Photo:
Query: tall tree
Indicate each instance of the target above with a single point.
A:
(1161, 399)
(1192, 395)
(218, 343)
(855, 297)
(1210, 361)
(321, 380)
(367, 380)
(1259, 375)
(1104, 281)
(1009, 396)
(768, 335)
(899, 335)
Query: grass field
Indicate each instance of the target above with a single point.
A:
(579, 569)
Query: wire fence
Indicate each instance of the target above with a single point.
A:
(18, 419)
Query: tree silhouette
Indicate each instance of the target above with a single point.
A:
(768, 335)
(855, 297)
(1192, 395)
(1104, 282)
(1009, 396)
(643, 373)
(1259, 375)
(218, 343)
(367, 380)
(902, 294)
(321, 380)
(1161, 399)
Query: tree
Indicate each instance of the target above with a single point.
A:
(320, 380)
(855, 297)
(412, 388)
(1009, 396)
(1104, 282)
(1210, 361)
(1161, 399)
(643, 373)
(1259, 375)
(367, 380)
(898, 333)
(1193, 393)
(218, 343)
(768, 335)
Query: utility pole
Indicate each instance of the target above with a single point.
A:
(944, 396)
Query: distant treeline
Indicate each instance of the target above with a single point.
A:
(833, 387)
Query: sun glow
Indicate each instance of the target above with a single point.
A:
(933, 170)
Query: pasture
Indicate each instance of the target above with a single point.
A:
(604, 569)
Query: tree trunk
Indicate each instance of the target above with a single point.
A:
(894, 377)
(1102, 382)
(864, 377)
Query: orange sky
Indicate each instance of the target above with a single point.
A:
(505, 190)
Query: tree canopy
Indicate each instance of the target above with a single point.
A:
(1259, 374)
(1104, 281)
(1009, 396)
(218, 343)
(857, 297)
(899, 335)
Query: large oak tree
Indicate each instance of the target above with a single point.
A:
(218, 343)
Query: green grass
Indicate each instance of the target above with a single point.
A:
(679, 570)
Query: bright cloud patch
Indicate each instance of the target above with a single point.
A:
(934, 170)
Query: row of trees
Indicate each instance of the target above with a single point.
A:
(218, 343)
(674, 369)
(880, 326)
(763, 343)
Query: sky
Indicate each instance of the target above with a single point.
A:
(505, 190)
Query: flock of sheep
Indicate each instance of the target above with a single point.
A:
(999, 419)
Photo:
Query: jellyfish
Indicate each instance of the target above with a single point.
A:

▸ WHAT NEEDS TO BE DONE: Work out how many lines in the data include "grass". Answer with the number only.

▸ COMPLETED EXERCISE: 2